> **Provided records**
================================

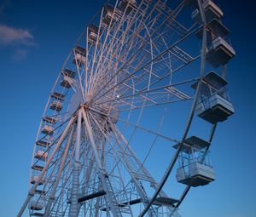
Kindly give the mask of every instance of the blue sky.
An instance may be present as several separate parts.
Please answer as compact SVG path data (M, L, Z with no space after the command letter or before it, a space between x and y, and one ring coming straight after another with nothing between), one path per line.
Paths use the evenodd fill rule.
M0 1L0 216L15 216L26 196L33 142L49 93L104 2ZM219 124L213 140L218 180L190 191L181 207L183 217L256 214L256 5L228 2L218 1L237 54L228 73L236 114Z

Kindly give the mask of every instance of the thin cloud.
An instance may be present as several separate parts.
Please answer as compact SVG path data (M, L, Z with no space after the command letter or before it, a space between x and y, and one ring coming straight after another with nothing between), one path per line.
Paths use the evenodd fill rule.
M3 14L5 9L10 5L11 5L10 0L4 0L2 3L0 3L0 15Z
M0 45L35 45L33 36L25 29L18 29L5 25L0 25Z

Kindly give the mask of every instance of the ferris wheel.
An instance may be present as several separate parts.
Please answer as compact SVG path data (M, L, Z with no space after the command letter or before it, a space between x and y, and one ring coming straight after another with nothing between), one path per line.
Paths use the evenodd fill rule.
M210 0L108 2L52 89L18 216L180 216L215 180L209 147L234 113L223 15Z

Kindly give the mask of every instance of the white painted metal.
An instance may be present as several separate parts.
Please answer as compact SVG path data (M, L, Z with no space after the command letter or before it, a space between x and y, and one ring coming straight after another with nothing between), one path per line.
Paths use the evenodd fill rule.
M235 55L225 43L229 31L221 23L222 10L212 1L195 2L111 0L96 14L51 91L34 146L29 195L18 216L30 200L35 202L28 206L30 216L179 216L177 208L189 186L179 198L169 196L172 186L166 191L163 187L187 148L195 112L201 116L206 111L200 100L206 61L214 60L216 67L230 60L227 54ZM192 24L183 19L190 15L188 4L200 15ZM212 26L221 23L221 34L209 26L211 17L218 20ZM201 42L197 50L195 32ZM200 69L191 70L196 61ZM195 93L193 82L197 82ZM220 98L210 101L213 107L218 104L231 111L232 105ZM178 115L169 118L172 107L170 113ZM172 129L180 126L179 119L186 119L186 109L189 116L178 139ZM188 165L196 181L213 180L212 171L202 163L215 128L213 123L209 142L201 150L205 151L201 161ZM168 144L166 152L172 144L179 144L176 152L170 152L172 158L161 177L150 168L161 162L153 157L165 146L158 140ZM177 176L184 178L182 172ZM42 201L42 208L36 207Z

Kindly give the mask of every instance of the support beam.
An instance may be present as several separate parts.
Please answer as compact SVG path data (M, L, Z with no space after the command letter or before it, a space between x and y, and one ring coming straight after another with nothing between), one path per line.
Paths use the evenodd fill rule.
M63 156L61 157L61 163L60 163L60 166L59 166L59 171L58 171L58 174L57 174L53 189L51 191L48 203L47 203L46 208L45 208L45 212L44 212L44 217L49 216L50 208L51 208L52 203L55 200L56 189L57 189L57 186L58 186L59 182L60 182L60 179L61 179L61 173L63 171L64 164L65 164L67 154L68 154L69 148L71 146L71 140L72 140L72 138L73 138L73 128L74 127L73 126L72 130L69 134L68 140L67 140L67 146L65 147L65 151L64 151L64 153L63 153Z
M69 217L77 217L79 210L79 166L80 166L80 144L81 144L81 123L82 111L79 110L77 123L77 138L75 146L75 161L73 170L72 190L71 190L71 205L69 208Z
M70 128L70 126L73 123L73 122L75 121L76 117L77 117L76 116L73 116L73 117L71 117L69 123L67 123L67 126L66 127L64 132L61 135L60 140L58 140L57 144L55 145L55 148L54 148L54 150L52 151L52 154L49 157L48 161L46 162L46 164L45 164L44 168L43 168L41 174L39 174L38 179L37 180L37 181L34 184L33 187L28 191L28 195L26 197L26 199L24 202L24 203L23 203L23 205L22 205L20 212L18 213L17 217L21 217L22 216L26 207L27 206L30 199L34 196L35 191L36 191L36 189L37 189L39 182L41 181L43 176L44 175L45 172L47 171L49 163L51 163L51 161L53 160L55 155L58 151L61 145L62 144L62 141L64 140L64 139L65 139L65 137L66 137L66 135L67 135L67 132L68 132L68 130Z

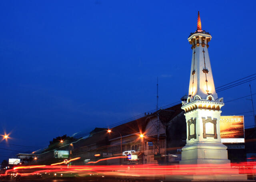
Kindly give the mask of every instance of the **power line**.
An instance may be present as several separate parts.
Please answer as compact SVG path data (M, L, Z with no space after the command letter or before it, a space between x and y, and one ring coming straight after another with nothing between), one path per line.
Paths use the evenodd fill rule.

================================

Could you rewrite the listing above with "separate parts" replaced by "disconnected pieces" and everything else unchanged, leaving out the pictures?

> **Final answer**
Kindly give the mask of every instance of the blue sky.
An instance may be present as several disconnected pieces.
Please answer as compact SVG path data (M, L, Z with no space after the command letter or before it, a space between x and y, and one ring coming straight after another with nothing between), one path per line.
Paths use the evenodd fill rule.
M0 1L0 216L15 216L26 196L33 142L49 93L104 2ZM219 124L213 140L218 180L190 191L181 207L183 217L256 214L256 5L228 2L218 1L237 54L228 73L236 114Z

Kindly give the mask of every instance of the thin cloud.
An instance may be present as several disconnected pieces.
Please answer as compact SVG path data (M, L, Z with no space after the command letter or before it, a space between x and y, and one ring coming straight after another with nothing between), one path per line.
Paths use the evenodd fill rule.
M3 14L5 9L10 5L11 5L10 0L4 0L2 3L0 3L0 15Z
M0 45L35 45L33 36L25 29L18 29L5 25L0 25Z

Kindly give the mask of every instance of the ferris wheel.
An instance may be present as several disconnected pieces.
Please answer as compact SVG path data (M, L, Z with no space after the command letter or before it, a space between x and y, and one ring coming straight after another with nothing between), one path per line.
Paths use the evenodd fill rule.
M210 0L108 2L52 89L18 216L180 216L215 180L209 147L234 113L223 15Z

Kindly give the mask of every instance of the white painted metal.
An instance may be present as several disconnected pieces.
Please answer as compact SVG path data (M, L, Z with no space after the command letter or before it, a space between x and y, and one ring coming straight after another with nothing between), one path per line.
Paths use the evenodd fill rule.
M235 55L225 43L229 31L221 23L222 10L212 1L195 2L111 0L96 14L51 91L34 146L29 195L18 216L30 200L35 202L28 206L30 216L179 216L177 208L189 186L179 198L169 196L172 186L166 191L163 187L187 148L195 112L201 116L206 111L200 100L206 61L214 60L216 67L230 60L227 54ZM192 24L183 19L190 15L188 4L200 15ZM212 26L221 23L221 34L209 26L211 17L218 20ZM201 42L197 50L195 32ZM200 69L191 70L196 61ZM195 93L193 82L197 82ZM220 98L210 101L213 107L218 104L231 111L232 105ZM178 115L169 118L172 107L170 113ZM172 129L180 126L179 119L186 119L186 109L189 116L178 139ZM188 165L196 181L213 180L212 171L202 163L215 128L213 123L209 142L201 150L205 151L201 161ZM168 144L166 152L172 144L179 144L176 152L170 152L172 158L161 177L150 168L161 162L153 157L165 146L158 140ZM177 176L184 178L182 172ZM42 201L42 208L36 207Z

Kindly give the mask of every instance of the support beam.
An instance may be present as several disconnected pieces.
Please answer as compact SVG path data (M, L, Z with no space after the command letter or before it, a space between x and y, and one ring coming straight after another with nothing between), one path per line.
Paths use the evenodd fill rule.
M63 156L61 157L61 163L60 163L60 166L59 166L59 171L58 171L58 174L57 174L53 189L51 191L48 203L47 203L46 208L45 208L45 212L44 212L44 217L49 216L50 208L51 208L52 203L55 200L56 189L57 189L57 186L58 186L59 182L60 182L60 179L61 179L61 173L63 171L64 164L65 164L67 154L68 154L69 148L71 146L71 140L72 140L72 138L73 138L73 128L74 127L73 126L72 130L69 134L68 140L67 140L67 146L65 147L65 151L64 151L64 153L63 153Z
M69 217L77 217L79 210L79 166L80 166L80 144L81 144L81 123L82 111L79 110L77 123L77 138L75 146L75 161L73 170L72 190L71 190L71 205L69 208Z
M70 128L70 126L73 123L73 122L75 121L76 117L77 117L76 116L73 116L73 117L71 117L69 123L67 123L67 126L66 127L64 132L61 135L60 140L58 140L57 144L55 145L55 148L54 148L54 150L52 151L52 154L49 157L48 161L46 162L46 164L45 164L44 168L43 168L41 174L39 174L38 179L37 180L37 181L34 184L33 187L28 191L28 195L26 197L26 199L24 202L24 203L23 203L23 205L22 205L20 212L18 213L17 217L21 217L22 216L26 207L27 206L30 199L34 196L35 191L36 191L36 189L37 189L39 182L41 181L43 176L44 175L45 172L47 171L49 163L51 163L51 161L53 160L55 155L58 151L61 145L62 144L62 141L64 140L64 139L65 139L65 137L66 137L66 135L67 135L67 132L68 132L68 130Z

Kindly give the mask of every instance of the **power line**.
An instance may be present as several disconnected pieces.
Please answer as compact SVG path data (M, L, Z with no space after the command letter or before it, a space between x and y, and one ring coming straight after another with nothing between), one path per line.
Paths use the evenodd fill rule.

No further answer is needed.